## [Exercise brief]
State how many lines in the listing below contain the string "gray". Reply with the number alone.

(Items stored from a collection)
......

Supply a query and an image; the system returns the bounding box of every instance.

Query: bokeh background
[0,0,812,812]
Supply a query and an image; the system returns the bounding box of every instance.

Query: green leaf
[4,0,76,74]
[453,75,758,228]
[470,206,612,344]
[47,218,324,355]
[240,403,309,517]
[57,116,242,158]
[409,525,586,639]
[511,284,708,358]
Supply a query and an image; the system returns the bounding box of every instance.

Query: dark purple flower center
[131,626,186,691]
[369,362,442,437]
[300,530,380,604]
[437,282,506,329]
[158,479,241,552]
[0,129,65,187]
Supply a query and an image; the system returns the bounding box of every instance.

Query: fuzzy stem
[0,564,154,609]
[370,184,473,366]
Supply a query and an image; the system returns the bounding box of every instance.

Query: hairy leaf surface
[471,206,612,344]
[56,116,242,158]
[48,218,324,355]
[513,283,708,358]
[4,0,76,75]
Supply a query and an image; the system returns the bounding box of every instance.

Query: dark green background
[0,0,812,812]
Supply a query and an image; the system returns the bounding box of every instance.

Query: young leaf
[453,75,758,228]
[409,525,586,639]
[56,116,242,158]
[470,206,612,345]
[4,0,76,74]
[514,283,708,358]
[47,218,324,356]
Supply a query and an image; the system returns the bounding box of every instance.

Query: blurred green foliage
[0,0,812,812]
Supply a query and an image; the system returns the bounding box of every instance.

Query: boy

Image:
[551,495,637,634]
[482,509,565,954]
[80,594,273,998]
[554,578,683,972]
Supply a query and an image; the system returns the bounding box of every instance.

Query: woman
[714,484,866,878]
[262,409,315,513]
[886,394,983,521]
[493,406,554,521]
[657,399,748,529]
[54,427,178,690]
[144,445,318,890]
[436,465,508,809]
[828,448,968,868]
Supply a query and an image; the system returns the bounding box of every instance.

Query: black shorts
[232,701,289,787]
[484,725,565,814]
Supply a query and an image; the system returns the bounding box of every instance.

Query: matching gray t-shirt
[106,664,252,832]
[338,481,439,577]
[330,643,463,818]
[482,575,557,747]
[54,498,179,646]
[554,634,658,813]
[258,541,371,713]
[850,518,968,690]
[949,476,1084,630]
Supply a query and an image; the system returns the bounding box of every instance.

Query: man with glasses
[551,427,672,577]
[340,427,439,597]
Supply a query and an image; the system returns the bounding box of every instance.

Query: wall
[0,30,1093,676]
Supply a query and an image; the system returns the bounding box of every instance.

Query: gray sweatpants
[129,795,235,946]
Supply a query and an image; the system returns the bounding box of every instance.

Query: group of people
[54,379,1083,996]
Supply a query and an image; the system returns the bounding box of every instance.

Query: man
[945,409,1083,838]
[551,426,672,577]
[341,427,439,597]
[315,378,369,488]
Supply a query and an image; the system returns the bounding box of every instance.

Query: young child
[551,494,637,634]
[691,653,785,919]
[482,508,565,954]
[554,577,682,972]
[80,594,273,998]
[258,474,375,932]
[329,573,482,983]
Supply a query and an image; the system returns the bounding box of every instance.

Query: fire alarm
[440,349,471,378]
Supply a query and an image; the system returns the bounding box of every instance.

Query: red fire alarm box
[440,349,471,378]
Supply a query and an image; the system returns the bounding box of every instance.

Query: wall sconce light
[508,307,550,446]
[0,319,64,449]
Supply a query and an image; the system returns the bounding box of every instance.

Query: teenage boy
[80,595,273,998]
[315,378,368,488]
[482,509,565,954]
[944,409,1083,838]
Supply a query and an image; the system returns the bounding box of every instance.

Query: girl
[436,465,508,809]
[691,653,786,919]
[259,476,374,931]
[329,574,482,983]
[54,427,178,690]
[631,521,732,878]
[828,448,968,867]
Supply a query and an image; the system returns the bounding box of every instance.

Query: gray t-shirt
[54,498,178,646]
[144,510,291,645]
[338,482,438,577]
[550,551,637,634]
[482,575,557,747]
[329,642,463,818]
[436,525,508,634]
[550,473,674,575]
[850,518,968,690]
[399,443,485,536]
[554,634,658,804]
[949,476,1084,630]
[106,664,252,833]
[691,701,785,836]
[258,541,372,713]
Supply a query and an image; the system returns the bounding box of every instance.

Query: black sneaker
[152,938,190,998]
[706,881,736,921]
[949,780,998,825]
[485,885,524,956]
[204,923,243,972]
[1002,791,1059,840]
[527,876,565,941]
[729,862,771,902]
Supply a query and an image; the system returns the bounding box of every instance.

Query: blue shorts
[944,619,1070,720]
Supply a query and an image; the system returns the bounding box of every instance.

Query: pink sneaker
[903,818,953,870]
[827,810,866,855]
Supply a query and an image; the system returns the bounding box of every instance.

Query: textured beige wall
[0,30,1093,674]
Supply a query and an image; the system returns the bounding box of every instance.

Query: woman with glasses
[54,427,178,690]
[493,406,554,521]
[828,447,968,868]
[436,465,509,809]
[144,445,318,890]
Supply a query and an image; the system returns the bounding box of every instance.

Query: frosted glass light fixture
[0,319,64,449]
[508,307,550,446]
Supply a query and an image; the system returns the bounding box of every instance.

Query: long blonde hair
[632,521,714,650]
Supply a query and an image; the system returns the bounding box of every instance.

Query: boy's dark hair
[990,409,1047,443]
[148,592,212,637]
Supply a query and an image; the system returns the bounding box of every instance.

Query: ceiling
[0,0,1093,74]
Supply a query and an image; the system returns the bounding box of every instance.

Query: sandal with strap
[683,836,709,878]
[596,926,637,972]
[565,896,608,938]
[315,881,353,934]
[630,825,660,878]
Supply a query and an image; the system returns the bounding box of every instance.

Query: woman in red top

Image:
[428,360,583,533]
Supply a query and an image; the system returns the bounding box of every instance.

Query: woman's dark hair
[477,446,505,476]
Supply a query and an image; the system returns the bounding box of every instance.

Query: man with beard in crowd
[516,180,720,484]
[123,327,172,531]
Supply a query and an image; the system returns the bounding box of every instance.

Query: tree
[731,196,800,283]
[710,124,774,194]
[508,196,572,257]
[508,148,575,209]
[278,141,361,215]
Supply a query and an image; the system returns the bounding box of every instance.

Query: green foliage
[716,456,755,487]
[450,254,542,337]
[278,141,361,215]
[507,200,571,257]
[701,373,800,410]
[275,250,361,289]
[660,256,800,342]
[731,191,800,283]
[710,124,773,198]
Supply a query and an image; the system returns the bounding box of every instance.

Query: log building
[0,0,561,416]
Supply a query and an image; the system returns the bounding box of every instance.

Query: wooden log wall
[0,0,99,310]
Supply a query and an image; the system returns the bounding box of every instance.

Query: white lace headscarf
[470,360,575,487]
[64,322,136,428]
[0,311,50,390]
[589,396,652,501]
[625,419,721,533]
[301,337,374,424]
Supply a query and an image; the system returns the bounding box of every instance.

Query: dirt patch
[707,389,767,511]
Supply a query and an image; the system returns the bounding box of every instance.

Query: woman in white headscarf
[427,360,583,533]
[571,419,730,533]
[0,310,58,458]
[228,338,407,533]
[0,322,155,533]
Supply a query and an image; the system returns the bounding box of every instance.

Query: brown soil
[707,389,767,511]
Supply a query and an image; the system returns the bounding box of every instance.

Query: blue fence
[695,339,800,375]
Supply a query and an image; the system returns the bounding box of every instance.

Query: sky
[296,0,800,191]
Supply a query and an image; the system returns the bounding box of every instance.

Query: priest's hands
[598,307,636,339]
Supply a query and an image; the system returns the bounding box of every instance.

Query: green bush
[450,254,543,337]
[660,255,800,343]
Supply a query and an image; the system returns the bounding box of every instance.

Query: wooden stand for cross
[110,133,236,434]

......

## [Solution to this task]
3